[RECORDS FOR THIS EXERCISE]
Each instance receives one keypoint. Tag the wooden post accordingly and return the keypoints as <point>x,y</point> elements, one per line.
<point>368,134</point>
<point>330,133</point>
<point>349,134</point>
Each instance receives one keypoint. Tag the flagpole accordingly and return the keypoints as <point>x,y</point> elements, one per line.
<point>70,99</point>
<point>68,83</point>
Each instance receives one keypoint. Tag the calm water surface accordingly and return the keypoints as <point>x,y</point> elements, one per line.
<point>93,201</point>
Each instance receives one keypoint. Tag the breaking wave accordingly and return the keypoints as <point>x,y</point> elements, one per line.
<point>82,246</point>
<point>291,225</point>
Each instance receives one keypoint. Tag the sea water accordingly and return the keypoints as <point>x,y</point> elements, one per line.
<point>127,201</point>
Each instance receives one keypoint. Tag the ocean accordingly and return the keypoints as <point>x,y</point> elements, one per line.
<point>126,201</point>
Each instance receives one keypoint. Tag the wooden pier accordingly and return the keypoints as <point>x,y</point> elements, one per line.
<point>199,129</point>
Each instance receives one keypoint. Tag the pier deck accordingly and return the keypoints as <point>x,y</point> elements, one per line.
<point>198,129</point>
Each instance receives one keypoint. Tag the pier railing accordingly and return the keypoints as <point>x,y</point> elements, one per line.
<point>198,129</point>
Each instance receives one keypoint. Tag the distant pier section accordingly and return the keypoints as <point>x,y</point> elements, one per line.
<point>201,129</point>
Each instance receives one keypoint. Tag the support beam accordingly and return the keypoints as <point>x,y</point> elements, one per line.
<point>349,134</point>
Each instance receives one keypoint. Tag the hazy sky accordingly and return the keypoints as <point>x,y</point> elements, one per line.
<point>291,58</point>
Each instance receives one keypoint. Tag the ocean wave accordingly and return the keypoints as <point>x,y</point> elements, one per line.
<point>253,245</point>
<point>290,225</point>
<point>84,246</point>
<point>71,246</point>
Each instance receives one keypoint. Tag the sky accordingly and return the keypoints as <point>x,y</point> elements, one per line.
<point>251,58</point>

[PROBLEM TO SOLVE] The answer should be the exact lines running from the line containing "Each instance receives one keypoint. Tag the ocean wave" to the last line of the entries, with nothing else.

[RESULT FOR THIS TASK]
Each instance receives one keypoint. Tag the ocean wave accordingly and return the keypoints as <point>x,y</point> elements, one per line.
<point>253,245</point>
<point>290,225</point>
<point>84,246</point>
<point>71,246</point>
Each instance receives one keypoint. Tag the sky accordingly and return the keypoints as <point>x,y</point> elements, one per line.
<point>251,58</point>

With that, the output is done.